### Consigne
Répondez à ces questions sur l'extrait consacré à la droitisation de l'Europe :
1. Quel est le titre de l'ouvrage publié par Raffaele Simone ?
2. Depuis quelle décennie la baisse des taux d'imposition sur les hauts revenus et les entreprises s'observe-t-elle sous impulsion anglo-saxonne ?
3. Quels emplois les jeunes n'ont-ils guère de goût à occuper, selon l'extrait ?

### Extrait du document
****

Il y a quelques mois, le politologue italien Raffaele Simone publiait Le Monstre doux dans lequel il analysait la «droitisation» générale de l'Europe. Il attribuait ce mouvement au fait que les gauches européennes n'avaient pas pu offrir d'alternative crédible, n'ayant pas compris à temps les mouvements sociologique et intellectuel profonds de nos sociétés.

Notre époque est devenue d'abord consommatrice, évidemment individualiste — ce à quoi la gauche prétend répondre par l'«autonomie» sans bien en définir les contours —, pressée, changeante, «zappante».

Selon Raffaele Simone, la droite a su s'associer aux entreprises et aux médias pour exploiter au mieux ces évolutions, en promouvant une société de divertissement et de réponse de court terme aux compulsions et fantasmes populaires.

Sous l'aile des promesses de droite, des personnes âgées

Ces facteurs se sont traduits, notamment sous impulsion anglo-saxonne depuis les années 1980, par une course générale à la baisse des taux d'imposition sur les hauts revenus et les entreprises, même de la part des socio-démocrates. Il n'y a pas de société sans impôt mais quand l'individualisme gagne et quand la société, peu à peu, se délite, la baisse des taux d'imposition accompagne logiquement cette lente dissolution.

A ces facteurs de progression de la droite gouvernementale classique s'ajoute, pour expliquer en son sein les progrès de son extrême — et la manifestation norvégienne de son «cerveau reptilien» —, un autre mélange complexe composé :
• du vieillissement général de l'électorat,
• de la montée de la délinquance évidemment liée à la pauvreté,
• de l'insuffisance des moyens du couple justice-police pour y faire face.

Quand les inégalités se creusent, comme c'est le cas dans toute l'Europe, et quand le chômage reste élevé un peu partout, il est «naturel» que la délinquance s'élève.

Et les personnes âgées, plus démunies face à elle, sont tentées de chercher l'aile protectrice des promesses de la droite. Promesses qu'elle ne peut tenir car, par ailleurs, elle ne cesse de chercher à réduire les dépenses publiques, donc les moyens notamment affectés au couple justice-police. La droite gouvernementale ne sort pas de ce dilemme dont elle est responsable.

C'est la faute aux immigrés…

Mais la droite extrême, elle, s'en sort par un discours xénophobe, raciste, islamophobe. Le chômage ? La faute aux immigrés qui prennent les places des bons et «vrais» Européens ! En oubliant le «plafond de verre» qu'en France, au moins, l'on oppose encore dans nombre d'entreprises, à l'embauche et à la progression des jeunes issus de l'immigration. En oubliant, plus prosaïquement, que dans toute l'Europe, les jeunes en général et, plus encore, bacheliers et diplômés de l'université, n'ont guère de goût pour les emplois d'éboueurs, de femmes de ménage et de serveurs dans les restaurants. Par qui les remplacer ? Par des immigrés, qui n'ont ensuite rien de plus pressé que d'obtenir la nationalité. Sans accepter, pour autant, d'abandonner leurs coutumes.

****

### Jeu de données
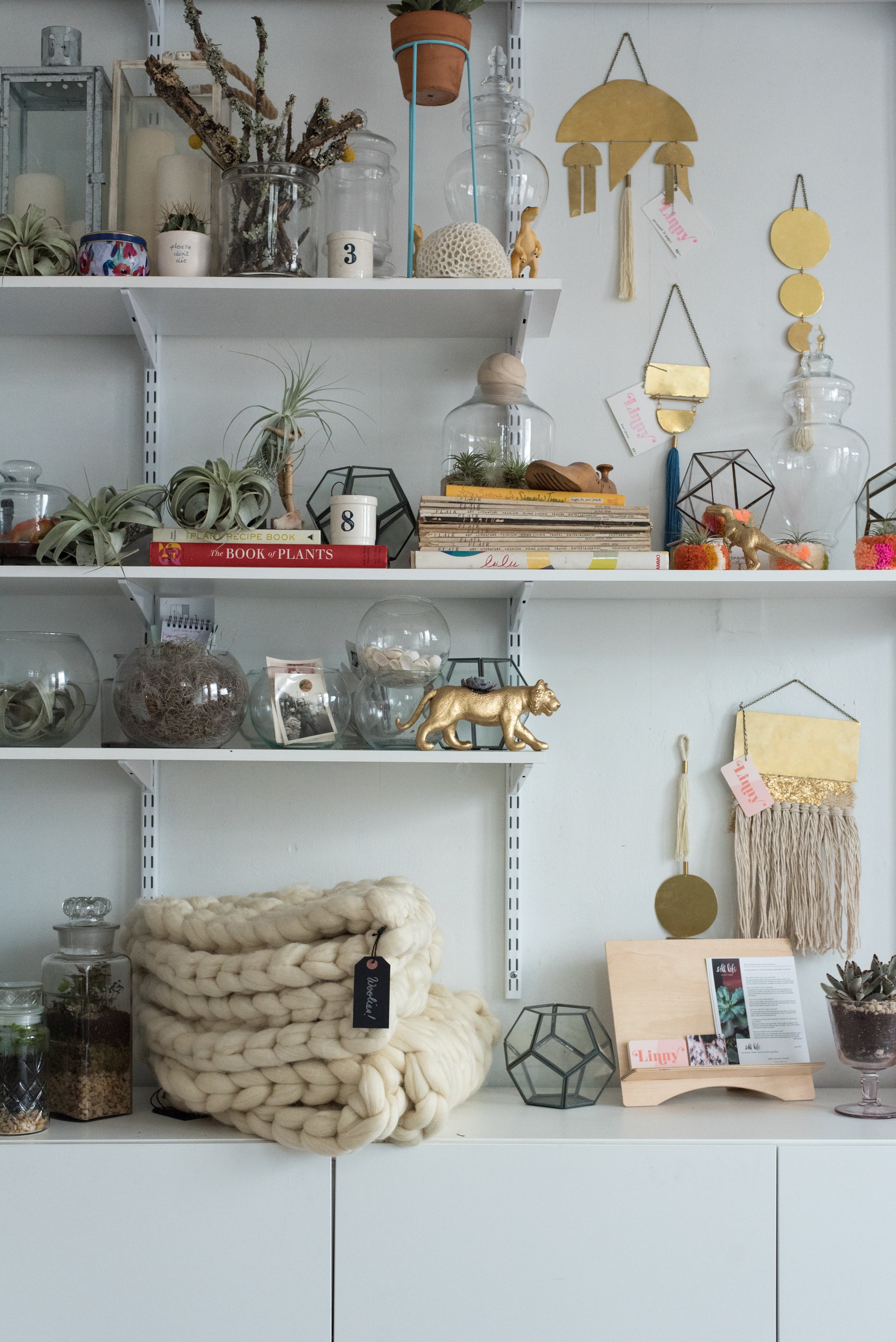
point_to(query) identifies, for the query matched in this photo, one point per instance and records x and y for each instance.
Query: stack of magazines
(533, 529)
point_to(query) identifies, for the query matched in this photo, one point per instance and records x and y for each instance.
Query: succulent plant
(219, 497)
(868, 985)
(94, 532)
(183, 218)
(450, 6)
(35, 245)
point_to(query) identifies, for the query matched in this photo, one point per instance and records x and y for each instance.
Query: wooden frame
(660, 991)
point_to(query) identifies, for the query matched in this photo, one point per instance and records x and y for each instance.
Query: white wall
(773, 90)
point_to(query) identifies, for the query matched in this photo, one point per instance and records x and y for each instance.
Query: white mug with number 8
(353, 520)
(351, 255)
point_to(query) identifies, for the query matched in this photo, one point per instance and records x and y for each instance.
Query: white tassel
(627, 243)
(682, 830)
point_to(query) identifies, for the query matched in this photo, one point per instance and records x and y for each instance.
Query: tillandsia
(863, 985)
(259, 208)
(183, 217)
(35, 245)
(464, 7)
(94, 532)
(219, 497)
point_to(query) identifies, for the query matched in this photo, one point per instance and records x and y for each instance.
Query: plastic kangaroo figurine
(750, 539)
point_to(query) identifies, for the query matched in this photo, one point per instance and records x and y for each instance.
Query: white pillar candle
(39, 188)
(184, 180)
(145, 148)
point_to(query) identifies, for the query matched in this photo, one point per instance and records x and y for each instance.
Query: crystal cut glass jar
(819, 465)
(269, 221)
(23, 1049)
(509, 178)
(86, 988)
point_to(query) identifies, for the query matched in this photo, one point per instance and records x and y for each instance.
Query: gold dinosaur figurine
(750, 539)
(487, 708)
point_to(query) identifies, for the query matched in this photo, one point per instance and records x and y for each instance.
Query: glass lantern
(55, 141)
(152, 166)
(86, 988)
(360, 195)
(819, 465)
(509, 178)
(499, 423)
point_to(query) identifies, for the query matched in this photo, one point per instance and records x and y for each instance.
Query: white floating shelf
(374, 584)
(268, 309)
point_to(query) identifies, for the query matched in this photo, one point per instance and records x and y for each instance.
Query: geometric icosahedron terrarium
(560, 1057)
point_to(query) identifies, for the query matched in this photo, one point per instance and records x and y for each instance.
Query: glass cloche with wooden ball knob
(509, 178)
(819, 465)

****

### Corrigé
1. Le Monstre doux.
2. Depuis les années 1980.
3. Les emplois d'éboueurs, de femmes de ménage et de serveurs dans les restaurants.